§ **Given data**

###

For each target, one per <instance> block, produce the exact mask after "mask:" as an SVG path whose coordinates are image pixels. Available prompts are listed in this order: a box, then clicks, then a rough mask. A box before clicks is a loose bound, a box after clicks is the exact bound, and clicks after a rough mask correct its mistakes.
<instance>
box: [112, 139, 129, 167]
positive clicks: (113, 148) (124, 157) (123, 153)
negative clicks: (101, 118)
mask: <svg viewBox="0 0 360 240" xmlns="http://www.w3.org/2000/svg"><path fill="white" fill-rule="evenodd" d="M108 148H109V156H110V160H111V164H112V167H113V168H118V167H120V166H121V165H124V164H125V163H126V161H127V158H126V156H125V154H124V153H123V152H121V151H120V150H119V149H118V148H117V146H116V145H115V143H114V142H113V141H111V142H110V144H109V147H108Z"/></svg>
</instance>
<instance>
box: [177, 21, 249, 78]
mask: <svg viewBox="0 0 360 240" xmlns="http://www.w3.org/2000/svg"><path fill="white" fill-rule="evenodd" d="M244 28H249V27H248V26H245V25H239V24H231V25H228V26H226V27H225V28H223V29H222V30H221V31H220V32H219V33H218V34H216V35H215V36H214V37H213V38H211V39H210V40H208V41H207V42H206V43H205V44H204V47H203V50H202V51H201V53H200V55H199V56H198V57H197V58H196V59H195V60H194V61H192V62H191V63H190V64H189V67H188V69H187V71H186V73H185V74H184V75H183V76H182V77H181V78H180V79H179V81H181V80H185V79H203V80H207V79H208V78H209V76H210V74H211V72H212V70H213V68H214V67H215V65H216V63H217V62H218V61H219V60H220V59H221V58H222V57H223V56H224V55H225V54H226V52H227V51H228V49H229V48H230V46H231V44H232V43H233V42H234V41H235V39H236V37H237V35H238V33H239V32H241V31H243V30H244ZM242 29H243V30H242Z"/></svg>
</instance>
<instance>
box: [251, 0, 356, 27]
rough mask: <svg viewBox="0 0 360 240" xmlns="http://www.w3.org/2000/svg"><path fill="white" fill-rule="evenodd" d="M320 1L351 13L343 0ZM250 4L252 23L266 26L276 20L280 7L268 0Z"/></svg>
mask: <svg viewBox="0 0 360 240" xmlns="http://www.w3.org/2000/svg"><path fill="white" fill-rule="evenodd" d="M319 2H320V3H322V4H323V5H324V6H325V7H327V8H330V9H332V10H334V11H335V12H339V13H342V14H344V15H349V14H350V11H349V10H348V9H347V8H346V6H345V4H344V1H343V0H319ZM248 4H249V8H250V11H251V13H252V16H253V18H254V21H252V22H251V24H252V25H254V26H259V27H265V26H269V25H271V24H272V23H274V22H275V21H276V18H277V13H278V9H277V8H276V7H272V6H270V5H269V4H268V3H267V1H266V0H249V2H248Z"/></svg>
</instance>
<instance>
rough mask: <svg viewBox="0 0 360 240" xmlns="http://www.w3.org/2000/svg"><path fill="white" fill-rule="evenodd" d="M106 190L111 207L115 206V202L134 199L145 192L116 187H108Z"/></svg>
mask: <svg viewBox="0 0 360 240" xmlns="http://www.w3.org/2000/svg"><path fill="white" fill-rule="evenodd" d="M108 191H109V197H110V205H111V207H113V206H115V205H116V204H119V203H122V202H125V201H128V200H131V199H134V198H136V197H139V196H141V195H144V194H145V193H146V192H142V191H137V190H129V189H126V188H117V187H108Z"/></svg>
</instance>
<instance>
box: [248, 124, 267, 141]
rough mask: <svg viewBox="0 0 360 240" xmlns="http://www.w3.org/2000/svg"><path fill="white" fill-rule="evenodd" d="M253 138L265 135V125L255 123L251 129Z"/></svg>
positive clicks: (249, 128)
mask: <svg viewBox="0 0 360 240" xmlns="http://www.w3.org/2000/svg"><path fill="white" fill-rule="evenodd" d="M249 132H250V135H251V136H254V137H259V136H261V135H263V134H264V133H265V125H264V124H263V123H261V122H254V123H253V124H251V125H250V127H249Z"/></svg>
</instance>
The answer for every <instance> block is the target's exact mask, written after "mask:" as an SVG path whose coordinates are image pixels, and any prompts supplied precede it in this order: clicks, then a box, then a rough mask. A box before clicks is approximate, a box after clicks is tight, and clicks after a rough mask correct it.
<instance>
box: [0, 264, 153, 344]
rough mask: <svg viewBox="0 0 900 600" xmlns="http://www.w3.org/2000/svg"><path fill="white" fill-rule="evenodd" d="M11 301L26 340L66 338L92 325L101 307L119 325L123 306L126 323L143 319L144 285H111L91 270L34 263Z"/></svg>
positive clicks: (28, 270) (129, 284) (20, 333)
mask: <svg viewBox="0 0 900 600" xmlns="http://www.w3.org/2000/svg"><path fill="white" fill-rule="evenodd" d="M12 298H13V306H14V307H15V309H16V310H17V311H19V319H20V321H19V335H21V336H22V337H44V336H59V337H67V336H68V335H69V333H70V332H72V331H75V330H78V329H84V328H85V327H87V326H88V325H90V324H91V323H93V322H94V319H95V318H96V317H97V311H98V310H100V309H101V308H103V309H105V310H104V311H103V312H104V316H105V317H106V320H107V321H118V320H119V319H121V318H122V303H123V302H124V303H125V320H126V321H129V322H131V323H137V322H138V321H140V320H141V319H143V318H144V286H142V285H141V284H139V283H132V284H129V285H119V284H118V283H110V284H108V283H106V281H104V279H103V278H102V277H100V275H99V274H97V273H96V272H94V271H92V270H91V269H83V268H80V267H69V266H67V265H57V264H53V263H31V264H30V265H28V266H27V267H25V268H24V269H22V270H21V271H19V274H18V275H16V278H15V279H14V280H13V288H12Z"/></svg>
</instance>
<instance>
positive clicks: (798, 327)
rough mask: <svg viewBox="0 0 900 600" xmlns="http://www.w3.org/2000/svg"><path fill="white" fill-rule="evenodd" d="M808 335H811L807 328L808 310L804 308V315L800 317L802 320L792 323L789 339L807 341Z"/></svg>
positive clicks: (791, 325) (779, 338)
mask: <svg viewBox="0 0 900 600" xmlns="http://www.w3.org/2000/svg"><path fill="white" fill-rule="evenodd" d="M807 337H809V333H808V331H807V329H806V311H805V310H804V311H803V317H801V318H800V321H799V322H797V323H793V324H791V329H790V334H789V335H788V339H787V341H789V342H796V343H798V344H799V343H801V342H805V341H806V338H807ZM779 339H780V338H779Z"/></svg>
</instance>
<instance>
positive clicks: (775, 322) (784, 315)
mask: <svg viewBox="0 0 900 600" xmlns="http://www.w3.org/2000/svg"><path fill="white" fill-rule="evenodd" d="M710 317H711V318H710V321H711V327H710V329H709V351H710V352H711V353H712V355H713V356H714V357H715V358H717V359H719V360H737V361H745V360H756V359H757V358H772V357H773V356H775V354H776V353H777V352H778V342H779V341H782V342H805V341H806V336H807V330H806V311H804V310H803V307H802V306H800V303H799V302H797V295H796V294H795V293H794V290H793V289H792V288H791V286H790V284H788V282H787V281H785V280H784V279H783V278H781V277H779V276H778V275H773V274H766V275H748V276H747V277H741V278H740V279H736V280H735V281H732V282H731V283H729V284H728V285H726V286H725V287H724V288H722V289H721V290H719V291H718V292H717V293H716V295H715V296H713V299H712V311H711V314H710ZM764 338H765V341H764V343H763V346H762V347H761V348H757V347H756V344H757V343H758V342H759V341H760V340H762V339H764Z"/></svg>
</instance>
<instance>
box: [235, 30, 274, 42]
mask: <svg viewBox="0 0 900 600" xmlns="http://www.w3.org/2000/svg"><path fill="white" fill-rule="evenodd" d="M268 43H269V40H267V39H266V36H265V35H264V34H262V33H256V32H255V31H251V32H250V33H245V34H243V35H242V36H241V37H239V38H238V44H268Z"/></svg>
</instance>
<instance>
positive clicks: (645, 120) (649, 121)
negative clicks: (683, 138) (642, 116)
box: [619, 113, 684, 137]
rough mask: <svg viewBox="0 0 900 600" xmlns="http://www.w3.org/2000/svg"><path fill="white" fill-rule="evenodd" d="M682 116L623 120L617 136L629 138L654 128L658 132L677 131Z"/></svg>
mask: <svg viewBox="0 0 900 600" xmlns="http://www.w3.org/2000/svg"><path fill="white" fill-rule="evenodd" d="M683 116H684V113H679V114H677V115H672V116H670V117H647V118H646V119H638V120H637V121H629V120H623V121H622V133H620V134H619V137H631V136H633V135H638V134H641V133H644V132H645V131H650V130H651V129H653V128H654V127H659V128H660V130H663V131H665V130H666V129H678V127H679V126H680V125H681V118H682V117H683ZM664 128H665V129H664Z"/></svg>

###

§ **Exercise details**
Reproduce the lines above, beginning at the line with "The answer for" and stopping after the line with "301L26 340L66 338L92", exactly as they are.

§ **Output for this task**
The answer for every <instance> block is the target's exact mask, written after "mask:" as an SVG path whose coordinates are image pixels, and any prompts supplied precede it in this order: clicks, then a box, then a rough mask. A box before clicks is approximate, a box after clicks is tight, and clicks after a rough mask correct it.
<instance>
box: [0, 264, 153, 344]
rough mask: <svg viewBox="0 0 900 600" xmlns="http://www.w3.org/2000/svg"><path fill="white" fill-rule="evenodd" d="M11 301L26 340L66 338L92 325L101 307L119 325L123 306L126 323L143 319L144 285H111L91 270L34 263Z"/></svg>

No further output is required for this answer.